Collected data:
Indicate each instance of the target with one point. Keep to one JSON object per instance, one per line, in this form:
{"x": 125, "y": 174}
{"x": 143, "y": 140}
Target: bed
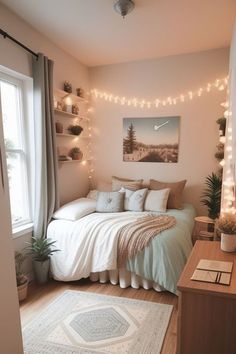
{"x": 88, "y": 248}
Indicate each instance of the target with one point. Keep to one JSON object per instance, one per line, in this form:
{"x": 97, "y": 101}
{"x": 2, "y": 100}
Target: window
{"x": 13, "y": 115}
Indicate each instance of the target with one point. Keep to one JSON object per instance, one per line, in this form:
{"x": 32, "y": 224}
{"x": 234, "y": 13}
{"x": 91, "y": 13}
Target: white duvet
{"x": 87, "y": 245}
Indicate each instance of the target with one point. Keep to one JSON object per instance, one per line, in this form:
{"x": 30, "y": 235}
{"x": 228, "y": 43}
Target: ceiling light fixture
{"x": 123, "y": 7}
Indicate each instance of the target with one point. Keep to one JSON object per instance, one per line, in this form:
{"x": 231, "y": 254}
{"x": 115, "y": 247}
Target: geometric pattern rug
{"x": 89, "y": 323}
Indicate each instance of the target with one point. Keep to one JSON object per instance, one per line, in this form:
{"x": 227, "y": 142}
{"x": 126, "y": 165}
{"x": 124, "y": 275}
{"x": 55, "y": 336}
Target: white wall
{"x": 163, "y": 77}
{"x": 73, "y": 180}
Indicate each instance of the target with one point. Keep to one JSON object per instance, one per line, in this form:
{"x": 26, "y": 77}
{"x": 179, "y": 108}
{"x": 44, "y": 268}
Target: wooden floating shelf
{"x": 73, "y": 136}
{"x": 72, "y": 161}
{"x": 63, "y": 94}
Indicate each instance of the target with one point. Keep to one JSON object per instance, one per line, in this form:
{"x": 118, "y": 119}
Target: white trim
{"x": 22, "y": 230}
{"x": 24, "y": 86}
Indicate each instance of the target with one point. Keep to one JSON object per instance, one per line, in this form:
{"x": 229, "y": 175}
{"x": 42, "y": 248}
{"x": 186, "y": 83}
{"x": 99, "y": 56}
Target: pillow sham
{"x": 75, "y": 210}
{"x": 134, "y": 200}
{"x": 176, "y": 190}
{"x": 118, "y": 183}
{"x": 157, "y": 200}
{"x": 104, "y": 186}
{"x": 110, "y": 202}
{"x": 93, "y": 194}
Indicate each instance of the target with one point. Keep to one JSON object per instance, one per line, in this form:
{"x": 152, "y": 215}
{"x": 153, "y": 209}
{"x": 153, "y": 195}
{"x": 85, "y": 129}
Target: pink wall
{"x": 163, "y": 77}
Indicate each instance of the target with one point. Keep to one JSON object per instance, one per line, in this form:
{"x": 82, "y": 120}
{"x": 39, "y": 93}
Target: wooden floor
{"x": 41, "y": 296}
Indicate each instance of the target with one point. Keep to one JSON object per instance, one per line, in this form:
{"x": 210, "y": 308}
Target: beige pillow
{"x": 157, "y": 200}
{"x": 110, "y": 202}
{"x": 134, "y": 200}
{"x": 176, "y": 190}
{"x": 118, "y": 183}
{"x": 104, "y": 186}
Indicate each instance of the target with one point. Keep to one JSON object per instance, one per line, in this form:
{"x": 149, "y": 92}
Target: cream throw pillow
{"x": 118, "y": 183}
{"x": 157, "y": 200}
{"x": 134, "y": 200}
{"x": 176, "y": 191}
{"x": 110, "y": 202}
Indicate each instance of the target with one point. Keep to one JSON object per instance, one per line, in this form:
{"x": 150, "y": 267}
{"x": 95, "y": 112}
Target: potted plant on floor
{"x": 211, "y": 196}
{"x": 41, "y": 249}
{"x": 21, "y": 279}
{"x": 227, "y": 226}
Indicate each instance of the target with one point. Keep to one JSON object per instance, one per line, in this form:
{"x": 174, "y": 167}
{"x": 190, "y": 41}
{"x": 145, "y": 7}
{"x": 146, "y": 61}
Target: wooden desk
{"x": 207, "y": 312}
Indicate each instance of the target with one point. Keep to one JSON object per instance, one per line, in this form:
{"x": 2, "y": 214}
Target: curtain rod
{"x": 6, "y": 35}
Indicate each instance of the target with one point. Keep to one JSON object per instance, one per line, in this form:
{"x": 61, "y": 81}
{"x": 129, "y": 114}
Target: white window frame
{"x": 25, "y": 86}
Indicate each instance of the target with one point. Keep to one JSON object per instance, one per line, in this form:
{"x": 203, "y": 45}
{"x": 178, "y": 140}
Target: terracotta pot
{"x": 22, "y": 291}
{"x": 228, "y": 242}
{"x": 77, "y": 156}
{"x": 41, "y": 270}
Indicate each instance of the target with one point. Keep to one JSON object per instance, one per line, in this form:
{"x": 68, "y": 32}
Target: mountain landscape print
{"x": 151, "y": 139}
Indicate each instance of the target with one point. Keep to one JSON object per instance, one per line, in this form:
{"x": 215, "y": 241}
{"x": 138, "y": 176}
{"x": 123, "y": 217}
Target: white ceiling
{"x": 93, "y": 32}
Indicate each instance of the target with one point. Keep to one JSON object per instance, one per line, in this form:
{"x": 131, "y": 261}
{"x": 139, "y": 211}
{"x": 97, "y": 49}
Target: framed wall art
{"x": 151, "y": 139}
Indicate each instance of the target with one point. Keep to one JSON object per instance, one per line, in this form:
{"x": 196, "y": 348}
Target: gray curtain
{"x": 46, "y": 199}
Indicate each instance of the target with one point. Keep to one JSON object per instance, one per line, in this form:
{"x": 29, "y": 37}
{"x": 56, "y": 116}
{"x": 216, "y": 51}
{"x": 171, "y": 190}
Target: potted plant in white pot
{"x": 227, "y": 226}
{"x": 41, "y": 249}
{"x": 21, "y": 279}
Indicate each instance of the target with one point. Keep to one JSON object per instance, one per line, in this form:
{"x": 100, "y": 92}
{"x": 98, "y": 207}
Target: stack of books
{"x": 210, "y": 271}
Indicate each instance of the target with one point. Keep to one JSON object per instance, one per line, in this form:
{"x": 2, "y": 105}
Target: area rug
{"x": 82, "y": 322}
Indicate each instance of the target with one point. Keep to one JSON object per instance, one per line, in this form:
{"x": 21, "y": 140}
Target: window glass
{"x": 15, "y": 146}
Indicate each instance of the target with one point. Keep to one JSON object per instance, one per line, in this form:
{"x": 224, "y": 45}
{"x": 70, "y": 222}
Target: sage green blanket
{"x": 165, "y": 257}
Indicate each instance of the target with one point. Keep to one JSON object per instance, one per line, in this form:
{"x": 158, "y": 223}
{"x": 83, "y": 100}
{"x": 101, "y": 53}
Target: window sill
{"x": 22, "y": 230}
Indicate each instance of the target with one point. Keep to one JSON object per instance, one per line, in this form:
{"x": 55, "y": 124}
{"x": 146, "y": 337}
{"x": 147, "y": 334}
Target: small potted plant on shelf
{"x": 21, "y": 279}
{"x": 75, "y": 129}
{"x": 41, "y": 250}
{"x": 227, "y": 226}
{"x": 75, "y": 153}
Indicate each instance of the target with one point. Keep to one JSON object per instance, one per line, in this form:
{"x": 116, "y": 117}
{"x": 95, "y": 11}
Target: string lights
{"x": 228, "y": 190}
{"x": 218, "y": 84}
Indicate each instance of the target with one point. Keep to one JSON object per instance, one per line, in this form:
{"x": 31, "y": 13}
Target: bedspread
{"x": 90, "y": 245}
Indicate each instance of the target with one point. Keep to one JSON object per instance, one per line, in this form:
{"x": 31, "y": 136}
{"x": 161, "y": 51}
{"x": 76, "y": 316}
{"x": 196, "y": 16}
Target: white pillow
{"x": 76, "y": 209}
{"x": 93, "y": 194}
{"x": 110, "y": 202}
{"x": 157, "y": 200}
{"x": 134, "y": 200}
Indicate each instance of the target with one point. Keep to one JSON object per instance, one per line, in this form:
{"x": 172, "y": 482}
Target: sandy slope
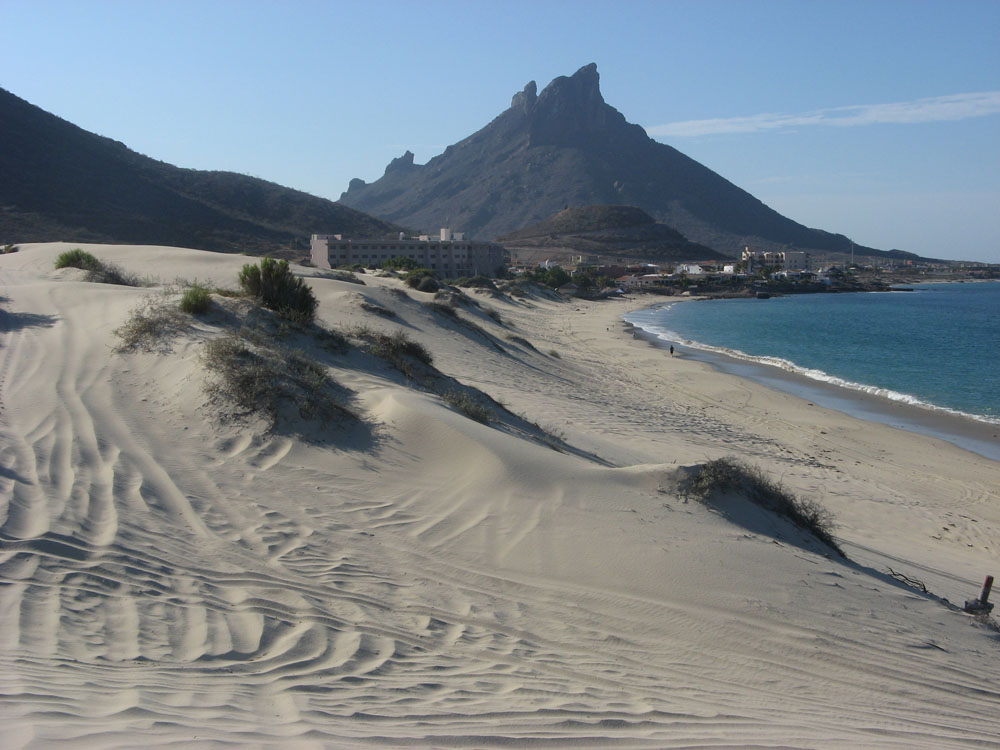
{"x": 428, "y": 581}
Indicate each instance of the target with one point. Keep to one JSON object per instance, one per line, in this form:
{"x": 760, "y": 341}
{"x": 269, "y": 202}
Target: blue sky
{"x": 876, "y": 119}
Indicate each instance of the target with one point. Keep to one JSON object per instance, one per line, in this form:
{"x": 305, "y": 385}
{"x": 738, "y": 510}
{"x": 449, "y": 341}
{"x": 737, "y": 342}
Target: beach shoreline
{"x": 966, "y": 431}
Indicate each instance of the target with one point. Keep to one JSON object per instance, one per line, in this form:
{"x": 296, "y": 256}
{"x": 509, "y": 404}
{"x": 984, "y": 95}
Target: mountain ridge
{"x": 61, "y": 182}
{"x": 567, "y": 147}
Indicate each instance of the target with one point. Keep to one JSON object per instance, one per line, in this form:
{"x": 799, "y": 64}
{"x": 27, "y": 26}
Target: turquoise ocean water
{"x": 937, "y": 346}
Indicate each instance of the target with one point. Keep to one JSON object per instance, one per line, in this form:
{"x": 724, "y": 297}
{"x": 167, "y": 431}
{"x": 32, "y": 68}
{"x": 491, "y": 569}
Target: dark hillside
{"x": 60, "y": 182}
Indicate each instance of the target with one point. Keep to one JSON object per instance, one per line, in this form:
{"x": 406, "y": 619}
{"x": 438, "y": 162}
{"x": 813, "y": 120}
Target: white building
{"x": 788, "y": 260}
{"x": 451, "y": 255}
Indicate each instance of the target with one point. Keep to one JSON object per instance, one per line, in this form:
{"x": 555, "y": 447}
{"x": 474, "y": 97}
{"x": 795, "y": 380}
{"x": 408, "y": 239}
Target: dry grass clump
{"x": 151, "y": 326}
{"x": 371, "y": 307}
{"x": 522, "y": 341}
{"x": 730, "y": 474}
{"x": 443, "y": 309}
{"x": 400, "y": 351}
{"x": 252, "y": 378}
{"x": 465, "y": 403}
{"x": 273, "y": 285}
{"x": 196, "y": 299}
{"x": 97, "y": 270}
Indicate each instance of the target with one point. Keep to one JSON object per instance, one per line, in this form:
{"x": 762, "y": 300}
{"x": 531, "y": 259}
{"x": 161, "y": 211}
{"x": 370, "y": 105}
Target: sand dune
{"x": 430, "y": 581}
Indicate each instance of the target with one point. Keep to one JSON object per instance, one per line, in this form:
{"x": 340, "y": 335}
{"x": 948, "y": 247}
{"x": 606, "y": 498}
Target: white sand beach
{"x": 423, "y": 580}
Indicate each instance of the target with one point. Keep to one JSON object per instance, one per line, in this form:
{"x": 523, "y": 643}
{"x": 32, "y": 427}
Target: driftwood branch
{"x": 911, "y": 582}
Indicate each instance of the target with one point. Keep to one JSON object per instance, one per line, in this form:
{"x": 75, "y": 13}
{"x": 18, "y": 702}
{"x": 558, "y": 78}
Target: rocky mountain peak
{"x": 570, "y": 111}
{"x": 400, "y": 163}
{"x": 525, "y": 100}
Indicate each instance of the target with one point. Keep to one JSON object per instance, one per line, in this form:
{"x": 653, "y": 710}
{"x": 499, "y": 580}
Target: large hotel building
{"x": 451, "y": 255}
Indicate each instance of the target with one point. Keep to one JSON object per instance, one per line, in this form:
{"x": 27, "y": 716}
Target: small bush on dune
{"x": 732, "y": 475}
{"x": 254, "y": 379}
{"x": 443, "y": 309}
{"x": 398, "y": 349}
{"x": 274, "y": 285}
{"x": 196, "y": 300}
{"x": 77, "y": 258}
{"x": 422, "y": 279}
{"x": 150, "y": 327}
{"x": 467, "y": 405}
{"x": 97, "y": 270}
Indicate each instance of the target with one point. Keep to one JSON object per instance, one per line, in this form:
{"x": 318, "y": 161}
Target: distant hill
{"x": 610, "y": 230}
{"x": 60, "y": 182}
{"x": 567, "y": 147}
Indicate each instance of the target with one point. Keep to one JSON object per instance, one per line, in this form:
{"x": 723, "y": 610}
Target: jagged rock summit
{"x": 567, "y": 147}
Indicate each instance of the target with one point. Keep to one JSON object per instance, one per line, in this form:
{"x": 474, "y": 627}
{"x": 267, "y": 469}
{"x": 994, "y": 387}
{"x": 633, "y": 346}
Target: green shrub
{"x": 150, "y": 327}
{"x": 522, "y": 341}
{"x": 254, "y": 379}
{"x": 400, "y": 264}
{"x": 196, "y": 300}
{"x": 378, "y": 309}
{"x": 732, "y": 475}
{"x": 443, "y": 309}
{"x": 422, "y": 279}
{"x": 428, "y": 284}
{"x": 467, "y": 405}
{"x": 478, "y": 282}
{"x": 98, "y": 271}
{"x": 77, "y": 258}
{"x": 399, "y": 350}
{"x": 274, "y": 285}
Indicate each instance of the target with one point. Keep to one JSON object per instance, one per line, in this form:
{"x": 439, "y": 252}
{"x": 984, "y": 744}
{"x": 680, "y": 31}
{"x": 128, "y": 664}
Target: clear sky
{"x": 877, "y": 119}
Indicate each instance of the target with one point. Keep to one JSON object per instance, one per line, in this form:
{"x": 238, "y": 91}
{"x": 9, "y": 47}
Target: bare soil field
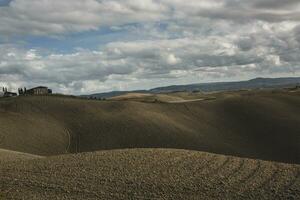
{"x": 55, "y": 147}
{"x": 148, "y": 174}
{"x": 253, "y": 124}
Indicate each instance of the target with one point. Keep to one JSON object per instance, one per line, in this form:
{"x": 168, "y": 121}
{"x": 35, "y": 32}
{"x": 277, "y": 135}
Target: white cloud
{"x": 167, "y": 41}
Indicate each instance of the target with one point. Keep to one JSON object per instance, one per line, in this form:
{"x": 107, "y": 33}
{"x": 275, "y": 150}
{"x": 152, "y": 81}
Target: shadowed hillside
{"x": 258, "y": 124}
{"x": 148, "y": 174}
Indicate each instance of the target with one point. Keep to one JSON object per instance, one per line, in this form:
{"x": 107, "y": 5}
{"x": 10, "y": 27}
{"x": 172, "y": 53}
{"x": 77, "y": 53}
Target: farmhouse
{"x": 10, "y": 94}
{"x": 41, "y": 90}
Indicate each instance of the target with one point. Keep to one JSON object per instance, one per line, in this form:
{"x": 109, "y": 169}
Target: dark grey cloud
{"x": 176, "y": 40}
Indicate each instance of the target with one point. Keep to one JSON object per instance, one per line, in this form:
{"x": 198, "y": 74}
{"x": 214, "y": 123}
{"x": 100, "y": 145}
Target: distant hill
{"x": 257, "y": 83}
{"x": 254, "y": 124}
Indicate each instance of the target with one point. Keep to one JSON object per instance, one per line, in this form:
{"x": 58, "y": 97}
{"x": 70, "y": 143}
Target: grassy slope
{"x": 260, "y": 125}
{"x": 148, "y": 174}
{"x": 6, "y": 155}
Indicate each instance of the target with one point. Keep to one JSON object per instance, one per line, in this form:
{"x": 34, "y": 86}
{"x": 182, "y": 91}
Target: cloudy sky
{"x": 87, "y": 46}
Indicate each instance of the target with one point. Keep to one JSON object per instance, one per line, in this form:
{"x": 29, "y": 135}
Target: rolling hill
{"x": 253, "y": 124}
{"x": 148, "y": 174}
{"x": 257, "y": 83}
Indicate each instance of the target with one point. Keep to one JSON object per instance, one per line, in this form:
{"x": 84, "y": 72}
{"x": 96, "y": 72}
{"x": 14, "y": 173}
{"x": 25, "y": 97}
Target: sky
{"x": 90, "y": 46}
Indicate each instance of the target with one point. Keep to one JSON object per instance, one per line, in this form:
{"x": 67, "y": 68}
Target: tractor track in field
{"x": 149, "y": 174}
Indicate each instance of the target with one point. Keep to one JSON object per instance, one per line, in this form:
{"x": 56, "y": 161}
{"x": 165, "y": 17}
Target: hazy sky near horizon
{"x": 88, "y": 46}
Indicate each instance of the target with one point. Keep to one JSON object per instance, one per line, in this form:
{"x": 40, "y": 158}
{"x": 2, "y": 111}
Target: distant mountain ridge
{"x": 257, "y": 83}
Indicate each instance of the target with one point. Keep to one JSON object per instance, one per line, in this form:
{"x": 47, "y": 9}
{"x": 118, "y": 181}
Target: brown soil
{"x": 148, "y": 174}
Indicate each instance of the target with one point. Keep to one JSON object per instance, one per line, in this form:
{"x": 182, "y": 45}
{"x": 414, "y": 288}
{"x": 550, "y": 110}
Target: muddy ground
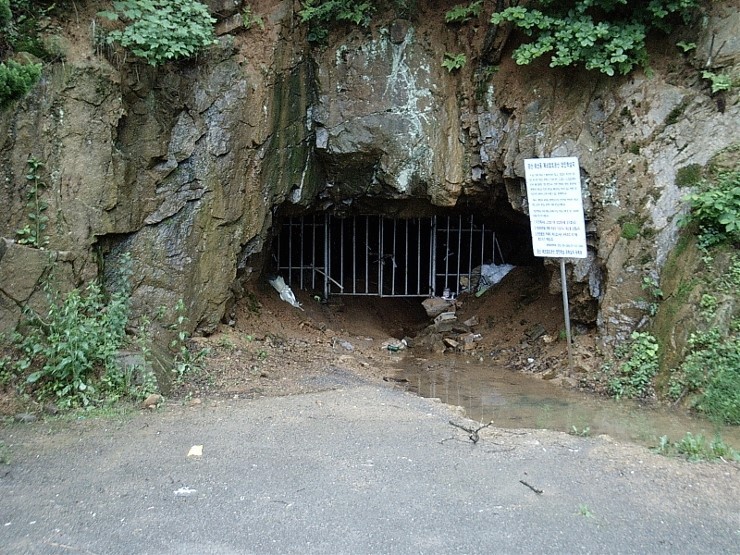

* _Task details_
Please retype the lines from the one that contains "Target: sky" to the final line of the records, both included, exactly as written and without any pictures.

* _Completed task_
Target: sky
{"x": 90, "y": 46}
Indicate each instance of the target with one point. Keep to one JSON object per instance, one per line, in this form:
{"x": 67, "y": 68}
Target: tractor track in field
{"x": 149, "y": 174}
Indicate each instance of the target with one point. Keep to one JSON object per instance, one per line, in this form:
{"x": 56, "y": 161}
{"x": 165, "y": 17}
Target: hazy sky near horizon
{"x": 88, "y": 46}
Indicate each instance of the target with one point. Keep to one JSON object per instance, one per line, in this form:
{"x": 40, "y": 158}
{"x": 2, "y": 111}
Target: distant mountain ridge
{"x": 257, "y": 83}
Indicate each instance of the target with one point. Keep to one JSON object per instance, one per line, in this form:
{"x": 47, "y": 9}
{"x": 118, "y": 181}
Target: brown soil
{"x": 148, "y": 174}
Indicate each instance of the target with one point. Keep to one JSON object per instance, one per line, in this form:
{"x": 182, "y": 45}
{"x": 414, "y": 288}
{"x": 550, "y": 110}
Target: muddy ground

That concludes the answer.